▶ What you need to do
1. Reproduce verbatim the stretch of the passage on anarchist public censure from "Is community, then, the" through "difficulty is resolved.".
2. In the passage on community and freedom, in what direction does censure operate?

▶ Extract
-- Opening Marker --

Is community, then, the enemy of freedom? Ritter gives us a good account of the anarchist notion of “public censure,” intended as a non-authoritarian means of securing compliance with community norms and inculcating the same (1980:25-39). But even censure can be coercive, and can have a chilling effect on freedom that is perhaps more tyrannical than the state apparatus it replaces — decidedly unanarchistic qualities. It would seem that we are back to the dilemma. The problem, however, lies in the direction of the coercion: censure, like state-sanctioned coercion, operates from the community onto the individual. Were we able to conceive an outward-directed mechanism, something originating with the individual and only secondarily reflected in the community, perhaps the difficulty is resolved.

-- Closing Marker --

▶ Data supplied
-- Opening Marker --

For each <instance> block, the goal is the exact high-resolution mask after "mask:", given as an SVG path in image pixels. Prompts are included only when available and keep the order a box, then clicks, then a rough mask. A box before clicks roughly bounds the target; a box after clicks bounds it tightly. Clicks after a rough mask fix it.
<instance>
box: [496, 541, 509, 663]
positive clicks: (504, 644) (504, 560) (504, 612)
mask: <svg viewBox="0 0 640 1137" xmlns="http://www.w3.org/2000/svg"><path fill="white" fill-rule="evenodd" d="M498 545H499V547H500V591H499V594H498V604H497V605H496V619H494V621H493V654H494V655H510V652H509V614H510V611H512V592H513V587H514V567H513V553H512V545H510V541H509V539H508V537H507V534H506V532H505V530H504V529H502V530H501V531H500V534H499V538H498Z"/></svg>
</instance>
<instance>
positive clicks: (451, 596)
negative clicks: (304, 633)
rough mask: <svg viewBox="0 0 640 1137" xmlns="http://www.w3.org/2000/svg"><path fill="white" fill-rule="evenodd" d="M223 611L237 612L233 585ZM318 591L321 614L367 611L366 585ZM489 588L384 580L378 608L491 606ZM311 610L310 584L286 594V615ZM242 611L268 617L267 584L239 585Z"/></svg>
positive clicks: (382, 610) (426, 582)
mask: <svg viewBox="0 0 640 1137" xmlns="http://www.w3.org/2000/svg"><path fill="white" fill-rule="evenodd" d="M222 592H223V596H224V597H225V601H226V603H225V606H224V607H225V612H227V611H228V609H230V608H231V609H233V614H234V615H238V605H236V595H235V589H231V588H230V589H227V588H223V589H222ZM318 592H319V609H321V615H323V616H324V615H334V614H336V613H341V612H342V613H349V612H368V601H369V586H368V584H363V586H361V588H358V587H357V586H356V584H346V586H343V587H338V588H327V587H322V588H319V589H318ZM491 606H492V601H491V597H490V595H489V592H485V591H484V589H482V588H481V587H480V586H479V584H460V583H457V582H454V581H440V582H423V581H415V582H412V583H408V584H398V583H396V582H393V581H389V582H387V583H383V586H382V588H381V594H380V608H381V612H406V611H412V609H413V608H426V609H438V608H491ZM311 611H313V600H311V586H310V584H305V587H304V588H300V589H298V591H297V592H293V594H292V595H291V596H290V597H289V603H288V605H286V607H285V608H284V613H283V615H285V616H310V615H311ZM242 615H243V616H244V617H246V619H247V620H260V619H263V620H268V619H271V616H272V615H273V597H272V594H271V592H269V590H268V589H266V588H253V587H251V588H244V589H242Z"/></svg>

-- Closing Marker --

▶ Answers for this exercise
1.
Is community, then, the enemy of freedom? Ritter gives us a good account of the anarchist notion of “public censure,” intended as a non-authoritarian means of securing compliance with community norms and inculcating the same (1980:25-39). But even censure can be coercive, and can have a chilling effect on freedom that is perhaps more tyrannical than the state apparatus it replaces — decidedly unanarchistic qualities. It would seem that we are back to the dilemma. The problem, however, lies in the direction of the coercion: censure, like state-sanctioned coercion, operates from the community onto the individual. Were we able to conceive an outward-directed mechanism, something originating with the individual and only secondarily reflected in the community, perhaps the difficulty is resolved.

2. Censure operates from the community onto the individual.